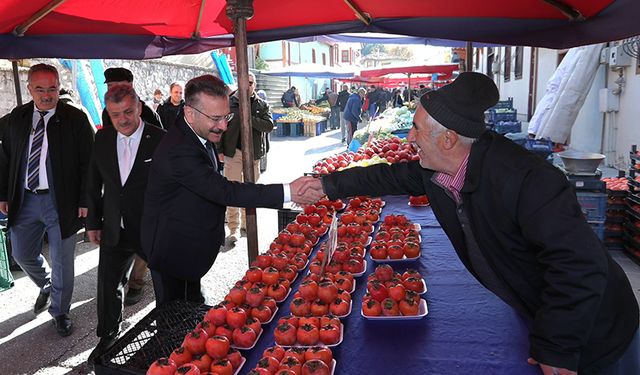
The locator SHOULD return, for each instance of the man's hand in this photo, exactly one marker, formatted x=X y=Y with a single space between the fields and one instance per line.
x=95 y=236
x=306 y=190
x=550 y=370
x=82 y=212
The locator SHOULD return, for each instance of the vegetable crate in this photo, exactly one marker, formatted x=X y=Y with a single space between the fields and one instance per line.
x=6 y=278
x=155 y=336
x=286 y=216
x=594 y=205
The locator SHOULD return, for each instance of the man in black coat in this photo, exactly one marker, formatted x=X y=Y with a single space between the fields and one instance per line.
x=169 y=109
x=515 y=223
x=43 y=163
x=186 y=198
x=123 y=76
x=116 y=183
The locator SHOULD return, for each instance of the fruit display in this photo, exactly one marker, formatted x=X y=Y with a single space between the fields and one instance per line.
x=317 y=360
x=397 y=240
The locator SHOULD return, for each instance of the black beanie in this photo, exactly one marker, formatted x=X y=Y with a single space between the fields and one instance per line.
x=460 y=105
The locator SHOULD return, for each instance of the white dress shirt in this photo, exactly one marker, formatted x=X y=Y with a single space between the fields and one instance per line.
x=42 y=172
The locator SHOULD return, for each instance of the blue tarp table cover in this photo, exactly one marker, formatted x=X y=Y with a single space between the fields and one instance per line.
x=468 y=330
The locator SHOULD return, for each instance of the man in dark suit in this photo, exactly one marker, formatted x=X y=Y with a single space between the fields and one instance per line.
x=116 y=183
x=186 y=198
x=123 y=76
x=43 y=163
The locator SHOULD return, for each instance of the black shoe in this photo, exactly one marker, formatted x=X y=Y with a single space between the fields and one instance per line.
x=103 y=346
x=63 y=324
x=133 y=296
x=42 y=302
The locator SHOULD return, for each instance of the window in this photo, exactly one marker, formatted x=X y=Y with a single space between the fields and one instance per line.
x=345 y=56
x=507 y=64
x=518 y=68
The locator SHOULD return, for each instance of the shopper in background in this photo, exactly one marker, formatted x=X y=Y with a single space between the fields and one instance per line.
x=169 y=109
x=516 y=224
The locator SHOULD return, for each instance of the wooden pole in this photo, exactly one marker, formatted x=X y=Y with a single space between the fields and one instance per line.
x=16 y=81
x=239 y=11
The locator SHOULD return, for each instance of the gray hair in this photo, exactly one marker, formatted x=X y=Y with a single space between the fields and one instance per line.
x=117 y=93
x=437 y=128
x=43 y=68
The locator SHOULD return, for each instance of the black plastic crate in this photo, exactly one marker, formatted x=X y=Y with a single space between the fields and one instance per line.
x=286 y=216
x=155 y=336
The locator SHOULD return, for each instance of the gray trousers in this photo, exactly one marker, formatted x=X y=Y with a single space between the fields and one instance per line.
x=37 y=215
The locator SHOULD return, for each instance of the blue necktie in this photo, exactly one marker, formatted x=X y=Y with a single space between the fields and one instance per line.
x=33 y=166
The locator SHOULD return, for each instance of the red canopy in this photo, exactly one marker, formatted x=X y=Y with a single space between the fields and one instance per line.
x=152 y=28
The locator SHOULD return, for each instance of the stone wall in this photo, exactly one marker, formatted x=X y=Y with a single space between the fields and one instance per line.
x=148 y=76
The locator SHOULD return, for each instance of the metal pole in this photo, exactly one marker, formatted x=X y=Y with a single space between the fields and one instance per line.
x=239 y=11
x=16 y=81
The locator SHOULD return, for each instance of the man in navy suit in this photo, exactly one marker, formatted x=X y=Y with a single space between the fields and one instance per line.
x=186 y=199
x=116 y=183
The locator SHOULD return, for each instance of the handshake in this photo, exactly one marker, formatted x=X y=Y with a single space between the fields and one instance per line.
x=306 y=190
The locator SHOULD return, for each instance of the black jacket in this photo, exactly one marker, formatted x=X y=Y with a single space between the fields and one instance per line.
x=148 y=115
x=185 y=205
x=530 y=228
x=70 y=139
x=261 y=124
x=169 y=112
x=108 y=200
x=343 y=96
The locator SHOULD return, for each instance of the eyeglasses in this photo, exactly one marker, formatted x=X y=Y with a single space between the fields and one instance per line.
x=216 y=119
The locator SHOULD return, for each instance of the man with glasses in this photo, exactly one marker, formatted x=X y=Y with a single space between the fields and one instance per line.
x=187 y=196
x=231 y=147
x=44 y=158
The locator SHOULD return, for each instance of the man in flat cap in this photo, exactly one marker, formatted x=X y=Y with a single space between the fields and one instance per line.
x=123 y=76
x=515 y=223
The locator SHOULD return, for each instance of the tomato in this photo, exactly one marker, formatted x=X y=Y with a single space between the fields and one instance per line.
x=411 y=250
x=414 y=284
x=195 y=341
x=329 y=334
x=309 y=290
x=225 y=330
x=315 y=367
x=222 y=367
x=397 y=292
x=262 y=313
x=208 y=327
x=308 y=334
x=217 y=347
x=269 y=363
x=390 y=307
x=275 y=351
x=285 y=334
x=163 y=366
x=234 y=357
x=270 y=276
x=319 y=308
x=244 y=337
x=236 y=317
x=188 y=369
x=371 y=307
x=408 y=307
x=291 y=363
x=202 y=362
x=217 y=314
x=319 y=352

-*-*-

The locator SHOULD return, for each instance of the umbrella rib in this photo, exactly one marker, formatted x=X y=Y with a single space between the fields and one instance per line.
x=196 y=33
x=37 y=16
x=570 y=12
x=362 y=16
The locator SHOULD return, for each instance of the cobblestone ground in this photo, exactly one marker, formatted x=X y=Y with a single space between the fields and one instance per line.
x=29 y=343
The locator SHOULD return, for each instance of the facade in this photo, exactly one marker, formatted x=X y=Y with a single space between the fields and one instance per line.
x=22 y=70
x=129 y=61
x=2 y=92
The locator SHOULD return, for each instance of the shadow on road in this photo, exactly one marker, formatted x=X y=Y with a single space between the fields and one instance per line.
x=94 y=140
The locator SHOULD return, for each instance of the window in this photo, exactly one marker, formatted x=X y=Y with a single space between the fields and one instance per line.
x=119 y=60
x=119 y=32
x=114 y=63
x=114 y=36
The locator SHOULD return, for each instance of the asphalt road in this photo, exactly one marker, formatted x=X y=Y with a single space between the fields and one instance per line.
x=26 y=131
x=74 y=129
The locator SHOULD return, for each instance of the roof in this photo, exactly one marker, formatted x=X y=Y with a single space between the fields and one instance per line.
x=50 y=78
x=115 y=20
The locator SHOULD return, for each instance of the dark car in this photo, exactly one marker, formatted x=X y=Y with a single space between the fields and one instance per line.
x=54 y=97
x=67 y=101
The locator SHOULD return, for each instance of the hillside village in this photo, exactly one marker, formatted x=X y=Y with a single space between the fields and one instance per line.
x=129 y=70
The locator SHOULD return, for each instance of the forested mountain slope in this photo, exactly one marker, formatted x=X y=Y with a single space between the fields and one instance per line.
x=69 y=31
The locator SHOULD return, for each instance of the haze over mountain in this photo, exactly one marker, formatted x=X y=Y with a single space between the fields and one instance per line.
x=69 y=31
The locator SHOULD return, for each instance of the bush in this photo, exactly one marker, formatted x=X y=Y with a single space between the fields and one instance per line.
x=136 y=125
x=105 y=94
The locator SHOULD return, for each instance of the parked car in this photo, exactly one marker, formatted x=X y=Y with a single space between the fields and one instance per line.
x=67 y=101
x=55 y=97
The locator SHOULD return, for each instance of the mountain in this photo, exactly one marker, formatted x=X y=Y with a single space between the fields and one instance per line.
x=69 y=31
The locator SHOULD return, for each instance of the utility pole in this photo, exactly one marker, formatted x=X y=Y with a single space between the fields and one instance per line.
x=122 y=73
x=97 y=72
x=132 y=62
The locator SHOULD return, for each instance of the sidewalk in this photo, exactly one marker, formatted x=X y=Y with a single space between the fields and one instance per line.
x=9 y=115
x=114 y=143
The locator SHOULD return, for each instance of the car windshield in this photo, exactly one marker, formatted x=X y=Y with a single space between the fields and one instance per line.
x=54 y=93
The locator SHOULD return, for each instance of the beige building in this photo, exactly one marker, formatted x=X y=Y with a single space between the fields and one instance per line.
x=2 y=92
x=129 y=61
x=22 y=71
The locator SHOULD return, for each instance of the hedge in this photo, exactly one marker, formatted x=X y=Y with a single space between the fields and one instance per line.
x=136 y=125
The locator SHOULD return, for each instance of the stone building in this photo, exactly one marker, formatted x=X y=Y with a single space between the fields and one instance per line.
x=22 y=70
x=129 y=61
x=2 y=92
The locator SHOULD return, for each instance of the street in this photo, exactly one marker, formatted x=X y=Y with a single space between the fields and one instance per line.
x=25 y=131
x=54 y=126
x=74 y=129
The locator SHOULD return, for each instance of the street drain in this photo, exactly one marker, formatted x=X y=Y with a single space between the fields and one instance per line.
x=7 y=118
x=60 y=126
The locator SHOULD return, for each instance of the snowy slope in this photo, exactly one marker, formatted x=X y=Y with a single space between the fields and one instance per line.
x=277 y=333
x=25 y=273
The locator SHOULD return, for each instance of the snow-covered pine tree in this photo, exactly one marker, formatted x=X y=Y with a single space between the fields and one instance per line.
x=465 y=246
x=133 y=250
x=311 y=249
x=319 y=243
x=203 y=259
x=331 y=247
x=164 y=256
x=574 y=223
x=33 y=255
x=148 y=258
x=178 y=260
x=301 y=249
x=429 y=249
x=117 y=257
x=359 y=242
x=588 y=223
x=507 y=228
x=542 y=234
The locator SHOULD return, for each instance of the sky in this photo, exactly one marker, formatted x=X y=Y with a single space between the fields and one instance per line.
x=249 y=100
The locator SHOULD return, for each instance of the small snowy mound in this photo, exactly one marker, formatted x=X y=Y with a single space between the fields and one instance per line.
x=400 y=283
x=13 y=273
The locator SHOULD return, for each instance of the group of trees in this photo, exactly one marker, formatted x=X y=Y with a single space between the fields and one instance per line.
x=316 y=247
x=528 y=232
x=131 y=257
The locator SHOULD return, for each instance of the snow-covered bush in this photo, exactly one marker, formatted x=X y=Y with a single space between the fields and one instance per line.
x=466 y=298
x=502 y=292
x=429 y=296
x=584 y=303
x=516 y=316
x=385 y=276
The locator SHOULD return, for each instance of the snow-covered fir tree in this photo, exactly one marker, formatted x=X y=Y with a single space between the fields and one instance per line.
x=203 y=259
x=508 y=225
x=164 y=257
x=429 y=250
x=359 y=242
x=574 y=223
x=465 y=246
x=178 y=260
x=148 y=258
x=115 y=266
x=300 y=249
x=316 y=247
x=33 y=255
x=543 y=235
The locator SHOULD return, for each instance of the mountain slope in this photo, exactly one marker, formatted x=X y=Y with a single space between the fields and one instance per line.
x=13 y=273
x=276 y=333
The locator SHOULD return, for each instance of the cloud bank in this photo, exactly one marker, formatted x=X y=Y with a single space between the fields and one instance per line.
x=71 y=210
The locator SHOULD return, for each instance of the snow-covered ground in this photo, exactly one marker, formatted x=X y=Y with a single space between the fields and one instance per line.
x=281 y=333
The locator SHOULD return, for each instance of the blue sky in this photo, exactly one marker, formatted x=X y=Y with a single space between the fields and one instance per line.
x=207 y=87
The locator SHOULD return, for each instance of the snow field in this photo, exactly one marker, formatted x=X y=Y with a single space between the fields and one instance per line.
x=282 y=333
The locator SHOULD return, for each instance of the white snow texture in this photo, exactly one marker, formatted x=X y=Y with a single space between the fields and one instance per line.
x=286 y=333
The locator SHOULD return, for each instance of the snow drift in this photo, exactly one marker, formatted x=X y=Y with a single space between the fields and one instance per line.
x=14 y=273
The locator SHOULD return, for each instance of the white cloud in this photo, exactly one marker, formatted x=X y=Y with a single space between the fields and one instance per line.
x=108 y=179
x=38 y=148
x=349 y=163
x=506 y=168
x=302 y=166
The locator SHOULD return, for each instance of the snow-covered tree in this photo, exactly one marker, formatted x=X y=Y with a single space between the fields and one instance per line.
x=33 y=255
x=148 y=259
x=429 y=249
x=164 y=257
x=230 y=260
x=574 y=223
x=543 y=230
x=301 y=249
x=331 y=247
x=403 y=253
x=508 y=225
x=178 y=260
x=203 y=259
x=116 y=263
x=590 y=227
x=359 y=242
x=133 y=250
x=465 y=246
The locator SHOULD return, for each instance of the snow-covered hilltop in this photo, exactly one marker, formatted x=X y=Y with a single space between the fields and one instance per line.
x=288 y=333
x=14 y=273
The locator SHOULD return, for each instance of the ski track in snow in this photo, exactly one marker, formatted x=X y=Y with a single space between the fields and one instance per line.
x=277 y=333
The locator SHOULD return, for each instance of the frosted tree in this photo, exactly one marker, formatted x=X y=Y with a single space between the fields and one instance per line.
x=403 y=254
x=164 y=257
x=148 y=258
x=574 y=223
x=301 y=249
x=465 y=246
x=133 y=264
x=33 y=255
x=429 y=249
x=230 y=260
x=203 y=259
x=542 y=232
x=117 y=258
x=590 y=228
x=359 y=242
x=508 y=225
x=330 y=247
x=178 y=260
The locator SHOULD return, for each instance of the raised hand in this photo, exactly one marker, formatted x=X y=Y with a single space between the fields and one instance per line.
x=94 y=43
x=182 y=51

-*-*-

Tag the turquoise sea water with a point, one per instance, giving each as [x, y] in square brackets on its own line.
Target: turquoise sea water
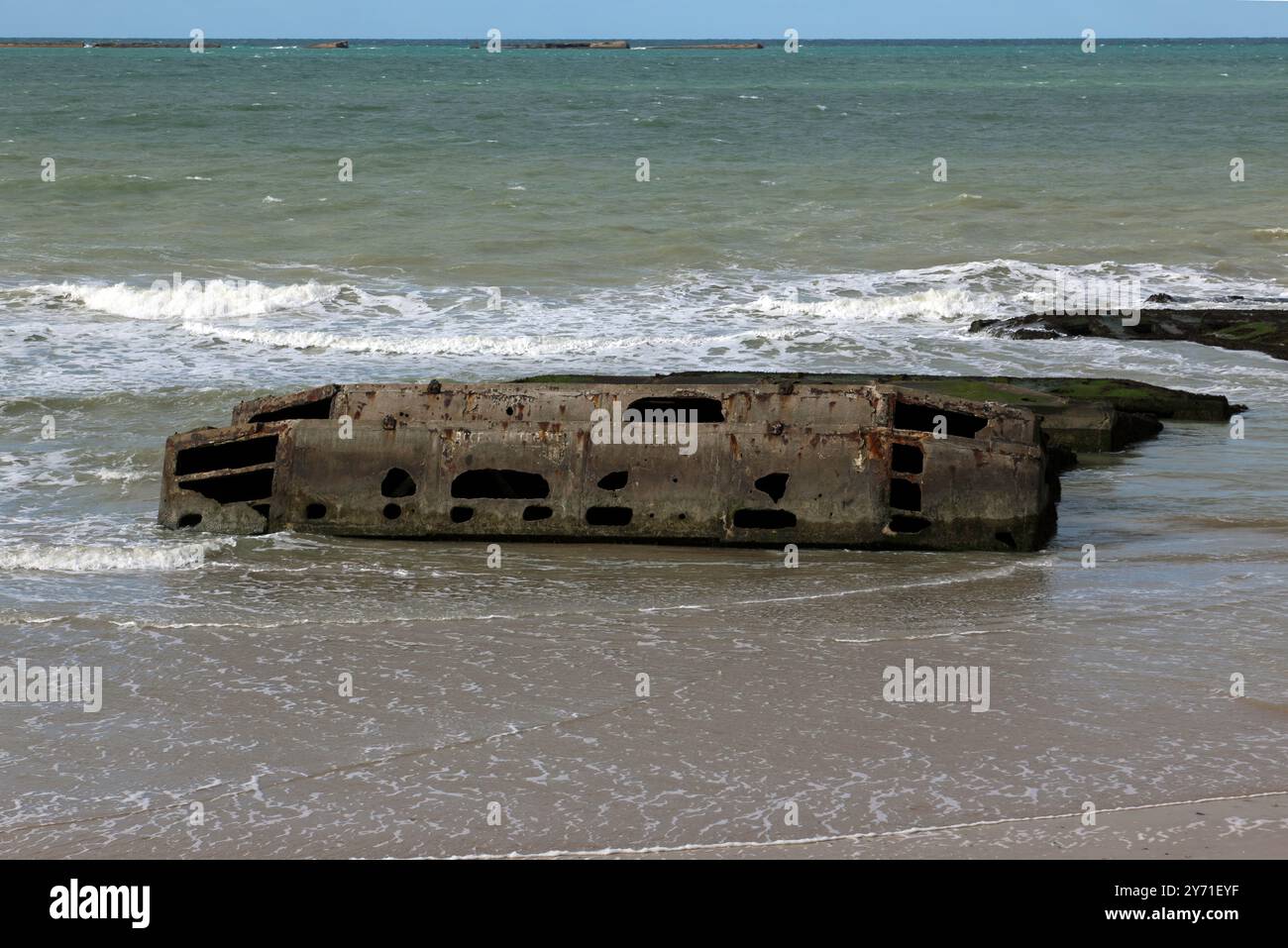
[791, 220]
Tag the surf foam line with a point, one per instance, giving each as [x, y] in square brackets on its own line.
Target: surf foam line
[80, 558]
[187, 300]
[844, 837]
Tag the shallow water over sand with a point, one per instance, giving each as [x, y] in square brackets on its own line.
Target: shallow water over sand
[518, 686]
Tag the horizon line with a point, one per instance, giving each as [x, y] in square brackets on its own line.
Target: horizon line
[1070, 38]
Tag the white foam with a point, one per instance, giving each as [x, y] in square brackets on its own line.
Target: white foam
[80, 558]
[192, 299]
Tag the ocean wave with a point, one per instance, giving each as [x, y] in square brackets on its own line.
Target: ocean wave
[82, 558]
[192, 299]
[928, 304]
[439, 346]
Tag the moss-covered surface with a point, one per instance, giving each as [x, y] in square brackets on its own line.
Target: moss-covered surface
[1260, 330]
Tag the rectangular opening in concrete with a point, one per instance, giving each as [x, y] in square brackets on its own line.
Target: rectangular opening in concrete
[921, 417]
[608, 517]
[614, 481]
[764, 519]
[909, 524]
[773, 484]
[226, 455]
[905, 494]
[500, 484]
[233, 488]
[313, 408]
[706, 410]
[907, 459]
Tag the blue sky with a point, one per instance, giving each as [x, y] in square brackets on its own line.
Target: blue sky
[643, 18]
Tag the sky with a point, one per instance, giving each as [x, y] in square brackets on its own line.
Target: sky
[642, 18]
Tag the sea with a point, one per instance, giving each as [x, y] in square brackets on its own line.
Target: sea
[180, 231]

-*-*-

» **About this exercise**
Your answer should consist of the lines above that hold the word "square".

» **Task result**
Tag the turquoise sea water with a point, one per instance, giving each as [x, y] in square brackets on its own line.
Tag the surf foam line with a point, one per instance, giving each as [x, y] in square brackets on its own line.
Tag the shallow water over sand with a point, one per instance, giving each as [x, y] in square brackets on its own line.
Tag the horizon line with a point, one per instance, giving each as [x, y] in square brackets on its own line.
Tag the white foam with a point, one per instance, giving each as [x, y] in square brackets on its own line.
Tag the ocean wave with a point, one per instance, giving each as [x, y] in square brackets on its own line.
Tag the moss-covered surface with a point, one per instance, giving each as [x, y] in square brackets on its own line.
Tag the rectangular opening in concrete with a point, one per instance, giving each as [x, y] in square brackets on its own line.
Tag the blue sky with a point, one per instance, giving each as [x, y] in square brackets on its own line.
Tag the sky with a point, one per instance, giving each as [x, y] in square brackets on its own line.
Tag the sea with a point, one per instance, giving each as [x, y] in square brackets on its own line.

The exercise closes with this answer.